** start INFORMATION SUPPLIED **

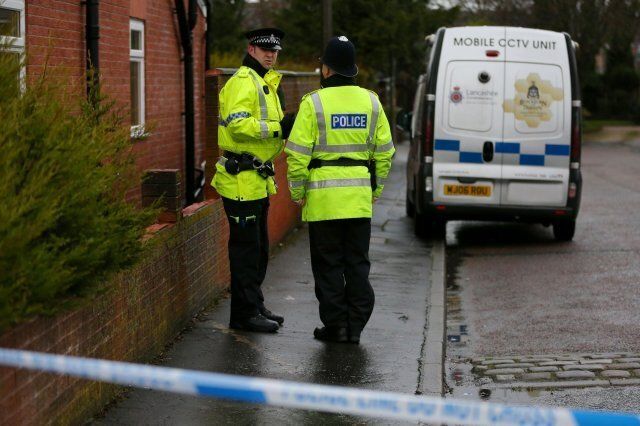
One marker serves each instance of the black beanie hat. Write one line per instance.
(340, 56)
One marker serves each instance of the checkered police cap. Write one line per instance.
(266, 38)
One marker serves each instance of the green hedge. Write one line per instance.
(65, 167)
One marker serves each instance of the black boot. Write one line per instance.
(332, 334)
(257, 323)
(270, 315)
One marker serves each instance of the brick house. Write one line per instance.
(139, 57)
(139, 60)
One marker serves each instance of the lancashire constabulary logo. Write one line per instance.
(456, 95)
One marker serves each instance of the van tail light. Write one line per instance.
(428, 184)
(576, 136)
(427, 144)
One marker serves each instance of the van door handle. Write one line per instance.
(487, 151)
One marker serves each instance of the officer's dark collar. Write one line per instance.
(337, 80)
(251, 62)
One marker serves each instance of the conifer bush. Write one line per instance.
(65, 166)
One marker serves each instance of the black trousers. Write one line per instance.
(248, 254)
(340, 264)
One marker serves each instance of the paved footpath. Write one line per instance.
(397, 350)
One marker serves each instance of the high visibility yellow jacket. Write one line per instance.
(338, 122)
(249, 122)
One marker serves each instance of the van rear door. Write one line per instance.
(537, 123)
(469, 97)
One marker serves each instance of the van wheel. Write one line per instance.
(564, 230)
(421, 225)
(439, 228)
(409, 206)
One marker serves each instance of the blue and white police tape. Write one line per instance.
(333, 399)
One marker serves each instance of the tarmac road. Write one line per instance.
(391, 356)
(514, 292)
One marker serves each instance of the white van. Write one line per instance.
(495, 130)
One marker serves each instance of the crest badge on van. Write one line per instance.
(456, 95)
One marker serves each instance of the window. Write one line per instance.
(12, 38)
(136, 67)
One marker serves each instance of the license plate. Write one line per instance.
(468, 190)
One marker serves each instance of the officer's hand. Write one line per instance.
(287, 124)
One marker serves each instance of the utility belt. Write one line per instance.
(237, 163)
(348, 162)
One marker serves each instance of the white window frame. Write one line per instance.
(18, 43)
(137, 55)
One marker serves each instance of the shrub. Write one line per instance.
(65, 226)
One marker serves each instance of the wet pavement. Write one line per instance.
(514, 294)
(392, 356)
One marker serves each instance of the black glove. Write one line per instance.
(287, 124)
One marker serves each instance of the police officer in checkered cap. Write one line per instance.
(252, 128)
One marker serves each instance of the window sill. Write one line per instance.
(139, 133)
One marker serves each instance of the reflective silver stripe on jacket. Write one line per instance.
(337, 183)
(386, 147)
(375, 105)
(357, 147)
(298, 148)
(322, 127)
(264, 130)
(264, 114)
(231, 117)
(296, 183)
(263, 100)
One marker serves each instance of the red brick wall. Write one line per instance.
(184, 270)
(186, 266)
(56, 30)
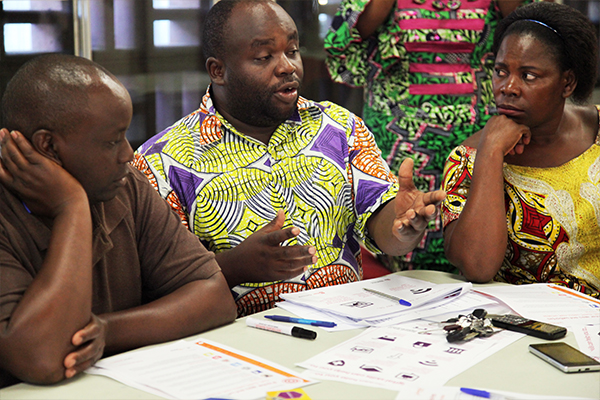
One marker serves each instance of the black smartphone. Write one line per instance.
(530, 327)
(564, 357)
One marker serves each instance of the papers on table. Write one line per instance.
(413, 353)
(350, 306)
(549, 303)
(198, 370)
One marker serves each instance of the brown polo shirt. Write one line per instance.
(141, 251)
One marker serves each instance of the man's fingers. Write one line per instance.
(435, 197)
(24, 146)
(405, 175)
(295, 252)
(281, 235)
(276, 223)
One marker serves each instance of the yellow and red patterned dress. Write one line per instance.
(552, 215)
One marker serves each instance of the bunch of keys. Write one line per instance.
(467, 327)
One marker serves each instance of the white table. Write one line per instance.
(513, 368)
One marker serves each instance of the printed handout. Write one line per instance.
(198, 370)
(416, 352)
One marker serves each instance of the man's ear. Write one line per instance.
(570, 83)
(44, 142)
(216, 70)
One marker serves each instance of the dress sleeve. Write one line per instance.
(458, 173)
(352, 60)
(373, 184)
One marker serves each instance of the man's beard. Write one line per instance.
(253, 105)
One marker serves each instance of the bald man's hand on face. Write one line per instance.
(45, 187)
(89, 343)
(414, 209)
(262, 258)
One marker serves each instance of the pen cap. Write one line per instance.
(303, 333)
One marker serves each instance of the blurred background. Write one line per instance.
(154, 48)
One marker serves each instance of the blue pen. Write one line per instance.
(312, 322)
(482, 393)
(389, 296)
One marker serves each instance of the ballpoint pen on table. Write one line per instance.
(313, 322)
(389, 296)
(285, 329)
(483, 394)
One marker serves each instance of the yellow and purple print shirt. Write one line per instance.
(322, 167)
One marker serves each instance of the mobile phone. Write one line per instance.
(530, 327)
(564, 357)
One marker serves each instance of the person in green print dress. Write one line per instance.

** end INFORMATION SUPPLIED **

__TO DO__:
Retype the listing exactly. Pictures do not belong in the copy.

__ANSWER FOR THIS EXERCISE__:
One marker serves each instance of the black beanie hat. Write one line per instance.
(340, 56)
One marker serves each instance of the checkered police cap. Write one line per instance.
(266, 38)
One marker serves each instance of the green hedge. Write one line per instance.
(65, 167)
One marker serves each instance of the black boot. Write one line per instance.
(332, 334)
(257, 323)
(270, 315)
One marker serves each instance of the brick house. Write one line per instance.
(139, 57)
(139, 60)
One marker serves each instance of the lancashire constabulary logo. Write one line per instance.
(456, 95)
One marker serves each instance of the van tail light. Write one line per instance.
(428, 184)
(576, 136)
(427, 144)
One marker serves each instance of the van door handle. Write one line per instance.
(487, 151)
One marker serves each instance of the officer's dark collar. Write one line per instance.
(337, 80)
(251, 62)
One marker serves each instance of the conifer bush. Write one line per instance.
(65, 166)
One marker serves each instance of the black trousers. Write one line per instance.
(248, 254)
(340, 264)
One marker serves each instance of the paved footpath. Write one line per instance.
(397, 350)
One marker serves each instance of the high visibility yellow jacket. Write one line per instance.
(338, 122)
(249, 122)
One marker serves each instance of the van rear door. Write one line per instance.
(537, 123)
(469, 97)
One marker serves each instance of the van wheel. Write one line per instance.
(564, 230)
(421, 225)
(439, 228)
(409, 206)
One marker serves each instance of the blue and white police tape. Write one line per instance.
(333, 399)
One marker serves each instance of the tarmac road. Write one line per instance.
(391, 356)
(514, 292)
One marker serves each instance of the white van. Write one line per instance.
(495, 130)
One marker serves each instance of the crest badge on van. Write one line per instance.
(456, 95)
One marker serves each instance of the window. Write one line per instance.
(12, 38)
(136, 67)
One marker serves each instance of the license plate. Write one line per instance.
(468, 190)
One marker serves each instance of the officer's hand. Write one line per instance.
(287, 124)
One marker serves each instance of the utility belt. Write one line per instance.
(237, 163)
(348, 162)
One marker serves each instance of the white window frame. Write one line per instance.
(18, 43)
(137, 55)
One marker serves each instance of the shrub. Write one line per instance.
(65, 226)
One marker serves each instance of the wet pavement. Write one line per instance.
(514, 294)
(392, 356)
One marker serves each instance of the black glove. Write one line per instance.
(287, 124)
One marker serves each instance of the police officer in checkered cap. Write one line per instance.
(252, 128)
One marker serves each instance of the window sill. Write one line per instance.
(139, 133)
One marker serves each instance of the reflective silver stripe on jacket. Write one line per instance.
(337, 183)
(386, 147)
(375, 105)
(357, 147)
(298, 148)
(322, 127)
(264, 130)
(264, 114)
(231, 117)
(296, 183)
(263, 100)
One marker serves each instance of the red brick wall. Write one line per instance.
(184, 270)
(186, 266)
(56, 30)
One marker serves each instance of the black smartphone. Write one line per instance.
(530, 327)
(564, 357)
One marker serves each instance of the papers on table. Write one line per instance.
(413, 353)
(350, 306)
(549, 303)
(198, 370)
One marker serves each instance of the brown polo shirt. Write one line per instance.
(141, 251)
One marker serves each instance of the man's fingers. Write one line per instance.
(435, 197)
(24, 146)
(405, 175)
(295, 252)
(281, 235)
(276, 223)
One marker serves each instance of the yellow and red patterned dress. Write one line per instance.
(552, 215)
One marker serves each instance of the bunch of keys. Write one line per instance.
(467, 327)
One marker serves each instance of the white table. Write one line per instance.
(513, 368)
One marker serves each instance of the printed handout. Write one line per instance.
(198, 370)
(416, 352)
One marker serves each instance of the man's ear. Write one line per instance.
(570, 83)
(44, 142)
(216, 70)
One marker serves each instance of the dress sleeve. Write one line per instance.
(458, 173)
(352, 60)
(373, 184)
One marker serves each instance of the man's beard. Write one line per instance.
(253, 105)
One marker serves each instance of the bald man's hand on face. Write one line per instance.
(45, 187)
(89, 343)
(414, 209)
(262, 258)
One marker serves each instance of the pen cap. Write one line per instance.
(303, 333)
One marker serves each instance of the blurred background. Write one line per instance.
(154, 48)
One marker serves each instance of the blue pen. Write one line per instance.
(312, 322)
(482, 393)
(389, 296)
One marker serves each instance of the ballpoint pen on table. Write one line per instance.
(313, 322)
(389, 296)
(285, 329)
(483, 394)
One marker serves each instance of the yellow and purple print shirt. Write one line per instance.
(322, 167)
One marker serves each instance of the mobile phone. Write one line per instance.
(530, 327)
(564, 357)
One marker serves each instance of the person in green print dress. Write one line per instance.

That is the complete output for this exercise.